>> Start Entries shown

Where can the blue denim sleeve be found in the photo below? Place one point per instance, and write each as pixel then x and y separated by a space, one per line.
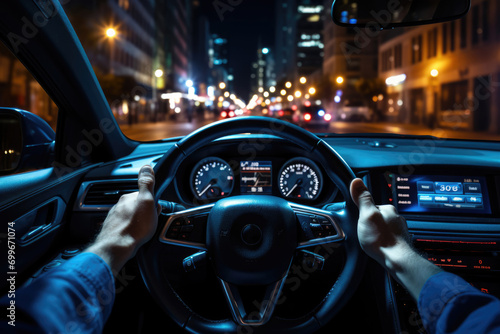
pixel 76 297
pixel 448 304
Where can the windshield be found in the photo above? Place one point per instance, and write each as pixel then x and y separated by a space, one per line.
pixel 170 67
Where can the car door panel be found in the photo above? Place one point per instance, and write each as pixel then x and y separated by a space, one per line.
pixel 34 213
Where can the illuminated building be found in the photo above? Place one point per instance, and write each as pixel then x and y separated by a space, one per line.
pixel 451 72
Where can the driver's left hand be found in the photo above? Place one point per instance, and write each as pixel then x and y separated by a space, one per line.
pixel 129 224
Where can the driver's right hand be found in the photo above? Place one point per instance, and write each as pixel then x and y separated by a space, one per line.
pixel 380 227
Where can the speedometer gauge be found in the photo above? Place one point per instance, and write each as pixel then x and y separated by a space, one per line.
pixel 300 178
pixel 212 178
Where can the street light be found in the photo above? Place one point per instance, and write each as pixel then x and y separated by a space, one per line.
pixel 111 33
pixel 158 73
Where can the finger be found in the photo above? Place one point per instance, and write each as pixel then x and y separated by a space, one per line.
pixel 361 196
pixel 146 180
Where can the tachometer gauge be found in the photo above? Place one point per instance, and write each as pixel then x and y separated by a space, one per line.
pixel 300 178
pixel 212 178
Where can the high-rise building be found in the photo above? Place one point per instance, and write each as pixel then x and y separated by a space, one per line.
pixel 349 53
pixel 309 37
pixel 299 46
pixel 285 37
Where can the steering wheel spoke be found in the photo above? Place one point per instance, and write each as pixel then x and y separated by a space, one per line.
pixel 263 308
pixel 317 227
pixel 187 228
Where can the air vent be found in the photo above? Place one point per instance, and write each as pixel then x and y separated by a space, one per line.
pixel 108 193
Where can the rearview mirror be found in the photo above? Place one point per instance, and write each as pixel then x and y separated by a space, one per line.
pixel 26 141
pixel 388 14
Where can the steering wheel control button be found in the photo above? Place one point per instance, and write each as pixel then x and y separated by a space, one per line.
pixel 188 229
pixel 251 234
pixel 69 253
pixel 191 263
pixel 311 260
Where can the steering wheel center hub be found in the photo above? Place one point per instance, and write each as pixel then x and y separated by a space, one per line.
pixel 251 239
pixel 251 234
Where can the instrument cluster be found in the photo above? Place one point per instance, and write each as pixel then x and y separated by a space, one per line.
pixel 213 178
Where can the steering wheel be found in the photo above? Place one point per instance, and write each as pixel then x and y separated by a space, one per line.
pixel 251 240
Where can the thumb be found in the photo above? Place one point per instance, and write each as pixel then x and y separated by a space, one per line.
pixel 146 180
pixel 360 195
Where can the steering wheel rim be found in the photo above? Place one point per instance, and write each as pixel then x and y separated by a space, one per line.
pixel 334 166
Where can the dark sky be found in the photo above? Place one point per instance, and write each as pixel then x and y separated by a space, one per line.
pixel 248 22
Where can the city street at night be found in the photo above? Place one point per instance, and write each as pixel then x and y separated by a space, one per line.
pixel 258 166
pixel 167 129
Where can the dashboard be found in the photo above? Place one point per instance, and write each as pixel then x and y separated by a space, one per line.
pixel 229 169
pixel 450 195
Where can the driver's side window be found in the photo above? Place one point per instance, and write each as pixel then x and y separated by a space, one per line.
pixel 28 119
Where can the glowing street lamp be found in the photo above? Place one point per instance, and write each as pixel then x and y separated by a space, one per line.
pixel 111 33
pixel 158 73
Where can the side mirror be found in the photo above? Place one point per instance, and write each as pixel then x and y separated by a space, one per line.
pixel 26 141
pixel 388 14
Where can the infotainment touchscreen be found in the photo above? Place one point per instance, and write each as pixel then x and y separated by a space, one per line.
pixel 431 193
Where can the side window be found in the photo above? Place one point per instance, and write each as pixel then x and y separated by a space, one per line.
pixel 28 119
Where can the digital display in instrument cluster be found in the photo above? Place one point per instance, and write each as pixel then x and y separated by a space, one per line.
pixel 256 177
pixel 429 194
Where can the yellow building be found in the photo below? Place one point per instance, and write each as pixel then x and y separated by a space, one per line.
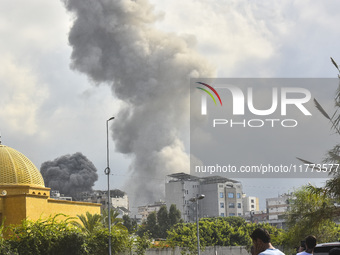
pixel 23 194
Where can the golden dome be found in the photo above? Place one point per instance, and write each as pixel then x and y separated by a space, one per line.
pixel 17 169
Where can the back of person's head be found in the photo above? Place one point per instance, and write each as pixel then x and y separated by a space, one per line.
pixel 334 251
pixel 310 242
pixel 262 234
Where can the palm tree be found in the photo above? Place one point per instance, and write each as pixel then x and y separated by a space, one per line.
pixel 331 190
pixel 89 222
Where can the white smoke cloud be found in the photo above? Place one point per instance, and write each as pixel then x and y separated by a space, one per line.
pixel 21 96
pixel 114 42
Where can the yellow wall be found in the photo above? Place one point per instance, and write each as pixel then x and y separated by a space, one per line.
pixel 25 202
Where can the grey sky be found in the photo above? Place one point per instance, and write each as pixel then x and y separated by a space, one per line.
pixel 48 110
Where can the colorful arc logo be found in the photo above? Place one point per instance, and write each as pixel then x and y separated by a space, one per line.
pixel 209 93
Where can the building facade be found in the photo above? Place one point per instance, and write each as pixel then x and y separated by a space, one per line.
pixel 23 194
pixel 250 204
pixel 223 196
pixel 276 209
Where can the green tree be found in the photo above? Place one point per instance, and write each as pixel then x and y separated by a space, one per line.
pixel 116 222
pixel 89 222
pixel 221 231
pixel 47 237
pixel 97 243
pixel 142 243
pixel 130 224
pixel 157 224
pixel 303 218
pixel 330 193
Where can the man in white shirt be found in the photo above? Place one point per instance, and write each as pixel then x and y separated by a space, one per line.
pixel 262 245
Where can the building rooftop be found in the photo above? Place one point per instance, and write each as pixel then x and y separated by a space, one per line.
pixel 204 180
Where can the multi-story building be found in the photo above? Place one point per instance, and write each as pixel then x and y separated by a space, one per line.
pixel 223 196
pixel 145 210
pixel 119 200
pixel 276 209
pixel 250 204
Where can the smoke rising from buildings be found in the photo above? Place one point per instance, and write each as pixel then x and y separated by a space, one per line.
pixel 114 42
pixel 70 174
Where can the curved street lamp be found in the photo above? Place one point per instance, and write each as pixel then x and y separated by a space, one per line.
pixel 195 200
pixel 107 172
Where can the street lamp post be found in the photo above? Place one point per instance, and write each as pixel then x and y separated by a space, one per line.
pixel 195 199
pixel 107 172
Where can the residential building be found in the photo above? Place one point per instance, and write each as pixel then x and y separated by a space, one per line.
pixel 223 196
pixel 276 209
pixel 250 204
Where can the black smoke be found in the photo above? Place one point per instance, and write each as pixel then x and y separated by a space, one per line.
pixel 70 174
pixel 115 42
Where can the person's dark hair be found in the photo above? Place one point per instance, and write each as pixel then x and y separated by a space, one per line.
pixel 262 234
pixel 310 242
pixel 334 251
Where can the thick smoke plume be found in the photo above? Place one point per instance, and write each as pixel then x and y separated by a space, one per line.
pixel 114 42
pixel 70 174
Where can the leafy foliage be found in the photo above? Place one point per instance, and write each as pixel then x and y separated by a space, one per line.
pixel 305 217
pixel 221 231
pixel 322 203
pixel 130 224
pixel 89 222
pixel 56 236
pixel 47 237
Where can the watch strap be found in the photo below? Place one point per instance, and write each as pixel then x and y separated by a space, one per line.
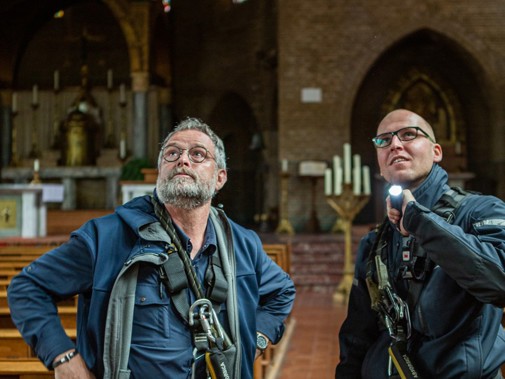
pixel 67 357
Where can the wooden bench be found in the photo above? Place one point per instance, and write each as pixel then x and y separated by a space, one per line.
pixel 13 346
pixel 24 369
pixel 280 254
pixel 67 315
pixel 16 357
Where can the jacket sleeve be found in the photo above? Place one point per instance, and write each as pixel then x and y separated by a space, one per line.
pixel 276 296
pixel 33 295
pixel 471 250
pixel 360 328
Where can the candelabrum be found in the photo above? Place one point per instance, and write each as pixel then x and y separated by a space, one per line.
pixel 36 178
pixel 34 152
pixel 284 224
pixel 14 143
pixel 56 121
pixel 110 142
pixel 347 205
pixel 123 152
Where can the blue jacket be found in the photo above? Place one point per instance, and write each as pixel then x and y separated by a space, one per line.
pixel 457 330
pixel 88 265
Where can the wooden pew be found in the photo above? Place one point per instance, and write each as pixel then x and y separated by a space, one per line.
pixel 24 369
pixel 17 359
pixel 12 345
pixel 67 315
pixel 280 254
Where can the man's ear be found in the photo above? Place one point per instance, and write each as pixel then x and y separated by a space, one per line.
pixel 437 153
pixel 222 177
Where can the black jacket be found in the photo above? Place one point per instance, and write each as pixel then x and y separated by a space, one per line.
pixel 456 322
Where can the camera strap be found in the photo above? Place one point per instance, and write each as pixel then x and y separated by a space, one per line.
pixel 177 273
pixel 415 267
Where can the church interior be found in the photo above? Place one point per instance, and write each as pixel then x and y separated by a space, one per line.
pixel 296 89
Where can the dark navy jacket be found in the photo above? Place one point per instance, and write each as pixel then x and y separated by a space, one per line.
pixel 457 319
pixel 88 265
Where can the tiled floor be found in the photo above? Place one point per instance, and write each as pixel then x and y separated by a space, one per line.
pixel 313 350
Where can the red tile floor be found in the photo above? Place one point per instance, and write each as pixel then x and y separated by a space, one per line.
pixel 313 350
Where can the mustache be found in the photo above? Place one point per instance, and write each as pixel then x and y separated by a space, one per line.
pixel 182 170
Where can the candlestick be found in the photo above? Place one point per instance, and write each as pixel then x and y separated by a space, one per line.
pixel 347 205
pixel 14 102
pixel 337 175
pixel 347 163
pixel 56 80
pixel 122 94
pixel 122 149
pixel 284 165
pixel 35 95
pixel 110 82
pixel 327 181
pixel 366 180
pixel 356 170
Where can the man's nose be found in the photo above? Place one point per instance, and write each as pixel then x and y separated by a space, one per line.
pixel 396 142
pixel 184 158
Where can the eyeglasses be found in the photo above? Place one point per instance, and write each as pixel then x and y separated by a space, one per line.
pixel 408 133
pixel 196 154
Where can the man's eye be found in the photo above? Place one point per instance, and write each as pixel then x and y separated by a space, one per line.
pixel 383 140
pixel 171 152
pixel 198 153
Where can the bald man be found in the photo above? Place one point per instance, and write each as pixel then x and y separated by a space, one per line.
pixel 429 286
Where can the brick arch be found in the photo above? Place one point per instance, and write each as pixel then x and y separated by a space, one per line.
pixel 455 69
pixel 233 120
pixel 136 35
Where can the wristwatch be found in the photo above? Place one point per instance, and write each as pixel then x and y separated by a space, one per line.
pixel 261 342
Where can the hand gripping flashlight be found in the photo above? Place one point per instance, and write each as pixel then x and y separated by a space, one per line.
pixel 396 197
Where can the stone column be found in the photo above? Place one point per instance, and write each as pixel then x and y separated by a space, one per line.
pixel 140 87
pixel 165 112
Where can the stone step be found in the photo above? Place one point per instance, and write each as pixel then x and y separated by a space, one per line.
pixel 317 260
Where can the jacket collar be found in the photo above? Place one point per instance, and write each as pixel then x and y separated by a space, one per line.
pixel 433 187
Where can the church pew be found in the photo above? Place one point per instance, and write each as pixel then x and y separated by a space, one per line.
pixel 280 254
pixel 67 315
pixel 24 369
pixel 12 345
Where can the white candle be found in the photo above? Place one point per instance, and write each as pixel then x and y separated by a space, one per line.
pixel 284 165
pixel 338 181
pixel 327 181
pixel 356 174
pixel 122 148
pixel 366 180
pixel 347 163
pixel 109 79
pixel 337 175
pixel 14 102
pixel 56 80
pixel 457 148
pixel 122 94
pixel 35 95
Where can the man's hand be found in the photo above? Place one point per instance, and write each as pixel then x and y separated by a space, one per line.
pixel 73 369
pixel 394 215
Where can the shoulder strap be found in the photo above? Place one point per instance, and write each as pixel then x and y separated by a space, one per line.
pixel 450 201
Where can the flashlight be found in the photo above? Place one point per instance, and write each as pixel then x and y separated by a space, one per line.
pixel 396 197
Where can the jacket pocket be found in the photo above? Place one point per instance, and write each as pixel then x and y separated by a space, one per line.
pixel 151 317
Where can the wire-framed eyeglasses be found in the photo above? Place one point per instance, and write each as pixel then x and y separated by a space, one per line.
pixel 408 133
pixel 196 154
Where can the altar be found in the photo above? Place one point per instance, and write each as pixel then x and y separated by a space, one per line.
pixel 22 211
pixel 69 177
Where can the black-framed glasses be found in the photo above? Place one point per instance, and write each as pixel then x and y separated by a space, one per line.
pixel 196 154
pixel 408 133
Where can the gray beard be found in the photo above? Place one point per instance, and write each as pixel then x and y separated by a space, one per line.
pixel 185 193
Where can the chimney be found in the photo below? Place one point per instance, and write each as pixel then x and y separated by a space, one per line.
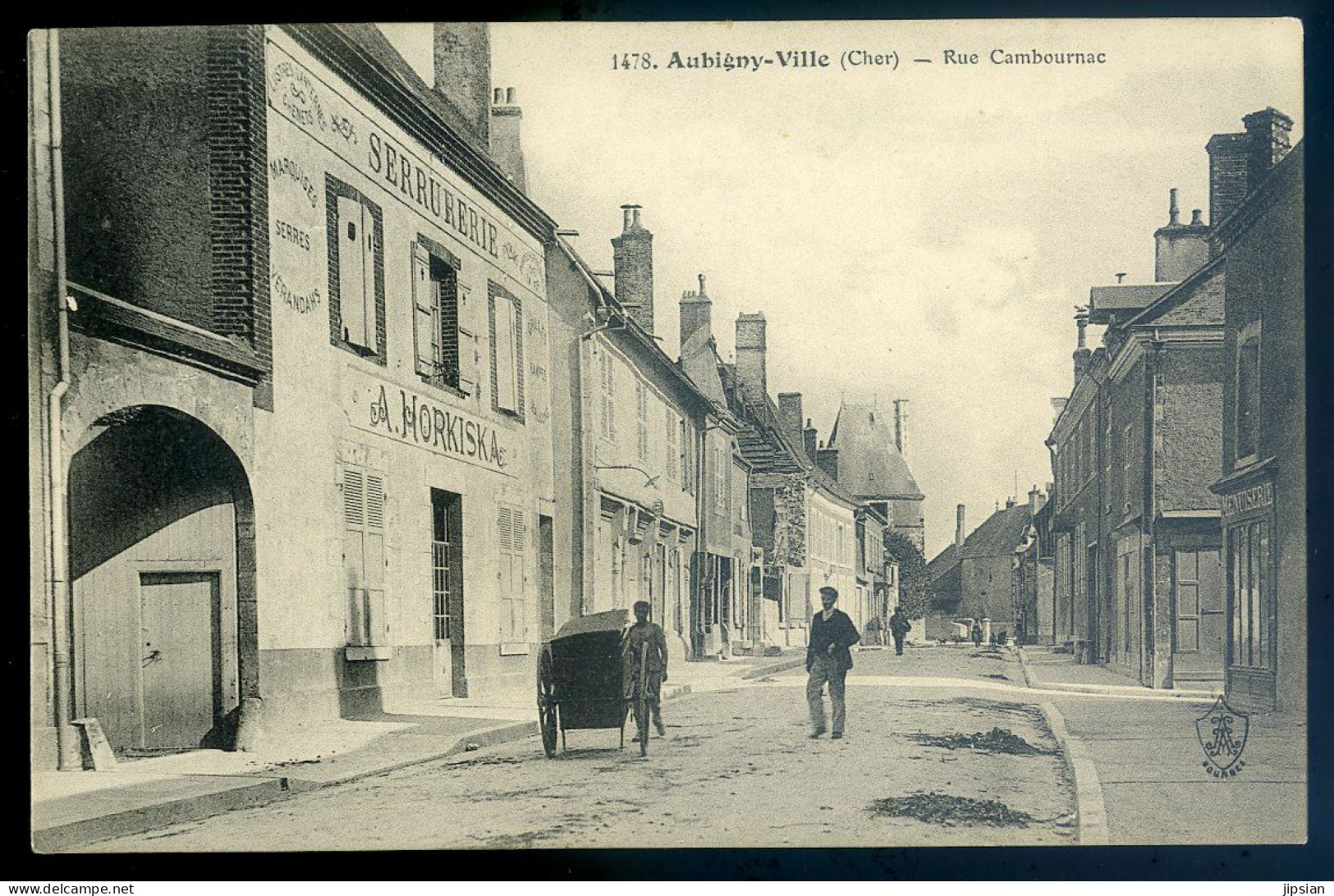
pixel 1269 134
pixel 1082 352
pixel 697 319
pixel 827 460
pixel 901 426
pixel 506 145
pixel 790 409
pixel 1180 249
pixel 633 260
pixel 750 354
pixel 463 74
pixel 809 439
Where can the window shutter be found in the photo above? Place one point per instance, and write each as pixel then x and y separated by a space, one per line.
pixel 426 313
pixel 351 270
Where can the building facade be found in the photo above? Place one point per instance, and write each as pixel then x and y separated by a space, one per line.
pixel 1263 427
pixel 315 273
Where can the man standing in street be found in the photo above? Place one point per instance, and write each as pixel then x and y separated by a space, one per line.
pixel 900 627
pixel 644 638
pixel 828 659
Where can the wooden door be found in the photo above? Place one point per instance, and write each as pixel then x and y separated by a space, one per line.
pixel 181 668
pixel 1201 615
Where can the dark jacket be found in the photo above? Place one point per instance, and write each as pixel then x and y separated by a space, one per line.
pixel 838 631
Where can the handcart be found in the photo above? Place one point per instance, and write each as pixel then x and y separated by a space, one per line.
pixel 580 682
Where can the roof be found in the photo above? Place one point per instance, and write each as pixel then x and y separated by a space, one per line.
pixel 869 463
pixel 998 537
pixel 1113 299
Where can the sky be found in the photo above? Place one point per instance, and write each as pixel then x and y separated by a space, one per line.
pixel 921 231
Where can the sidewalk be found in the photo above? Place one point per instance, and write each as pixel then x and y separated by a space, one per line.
pixel 1139 768
pixel 75 808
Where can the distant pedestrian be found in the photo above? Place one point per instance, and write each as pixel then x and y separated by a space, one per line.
pixel 828 659
pixel 900 627
pixel 639 639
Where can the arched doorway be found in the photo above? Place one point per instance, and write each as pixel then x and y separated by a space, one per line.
pixel 162 561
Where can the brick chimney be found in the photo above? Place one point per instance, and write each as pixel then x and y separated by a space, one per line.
pixel 790 409
pixel 750 354
pixel 697 320
pixel 463 74
pixel 506 145
pixel 633 260
pixel 827 460
pixel 1082 354
pixel 901 426
pixel 1238 162
pixel 1180 249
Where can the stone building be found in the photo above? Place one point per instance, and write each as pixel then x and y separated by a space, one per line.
pixel 298 392
pixel 1261 241
pixel 729 579
pixel 1138 556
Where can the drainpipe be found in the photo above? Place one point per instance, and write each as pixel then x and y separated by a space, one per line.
pixel 68 750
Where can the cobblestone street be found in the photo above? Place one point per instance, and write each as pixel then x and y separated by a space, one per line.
pixel 736 768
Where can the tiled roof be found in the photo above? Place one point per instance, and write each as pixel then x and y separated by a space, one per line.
pixel 869 463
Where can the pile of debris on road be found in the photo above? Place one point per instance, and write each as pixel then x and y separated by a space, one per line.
pixel 998 740
pixel 943 808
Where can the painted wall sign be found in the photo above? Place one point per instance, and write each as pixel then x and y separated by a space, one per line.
pixel 422 422
pixel 1249 499
pixel 316 107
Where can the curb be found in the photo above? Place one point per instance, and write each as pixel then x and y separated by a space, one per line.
pixel 1090 807
pixel 147 817
pixel 266 789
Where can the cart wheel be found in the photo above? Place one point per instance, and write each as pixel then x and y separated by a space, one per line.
pixel 548 703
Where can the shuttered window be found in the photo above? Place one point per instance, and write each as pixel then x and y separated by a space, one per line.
pixel 506 351
pixel 607 396
pixel 642 419
pixel 363 555
pixel 356 249
pixel 512 537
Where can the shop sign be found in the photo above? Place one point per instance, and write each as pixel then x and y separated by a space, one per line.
pixel 1250 499
pixel 426 423
pixel 316 108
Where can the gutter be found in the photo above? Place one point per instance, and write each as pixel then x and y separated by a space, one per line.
pixel 68 750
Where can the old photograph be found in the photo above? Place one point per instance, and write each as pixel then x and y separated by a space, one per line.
pixel 667 435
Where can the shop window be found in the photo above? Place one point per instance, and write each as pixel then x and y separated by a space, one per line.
pixel 435 318
pixel 1248 396
pixel 511 539
pixel 356 270
pixel 1249 595
pixel 506 351
pixel 363 556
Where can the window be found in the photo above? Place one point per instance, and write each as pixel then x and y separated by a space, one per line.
pixel 1248 395
pixel 363 555
pixel 435 318
pixel 506 351
pixel 1126 455
pixel 642 419
pixel 511 537
pixel 672 448
pixel 356 266
pixel 1250 595
pixel 607 396
pixel 446 561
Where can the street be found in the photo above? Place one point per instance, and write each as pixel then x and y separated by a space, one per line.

>> End Entries shown

__Instruction__.
Lay out everything from the line containing "Where can the rearview" down to the line containing "pixel 213 178" as a two-column CSV with the headers item_text and answer, giving one row per item. Put each field in double quotes and replace any line breaks inside a field with spaces.

__Response__.
item_text,answer
"Where can the rearview mirror be found in the photo above? Place one point per instance, and write each as pixel then x and y separated by a space, one per line.","pixel 26 141 pixel 388 14"
"Where can the steering wheel control button be found in the photo above? Place one point per instance, and write each as pixel then x and y separated by a space, one per line.","pixel 188 229 pixel 251 234 pixel 69 253 pixel 191 263 pixel 311 260"
"Where can the steering wheel center hub be found in the photo above? Place one point per instance, and write each as pixel then x and y separated by a space, one per line.","pixel 251 239 pixel 251 234"
"Where can the instrument cluster be found in the photo above? Place one point per instance, and write each as pixel then x and y separated by a space, one per line.","pixel 213 178"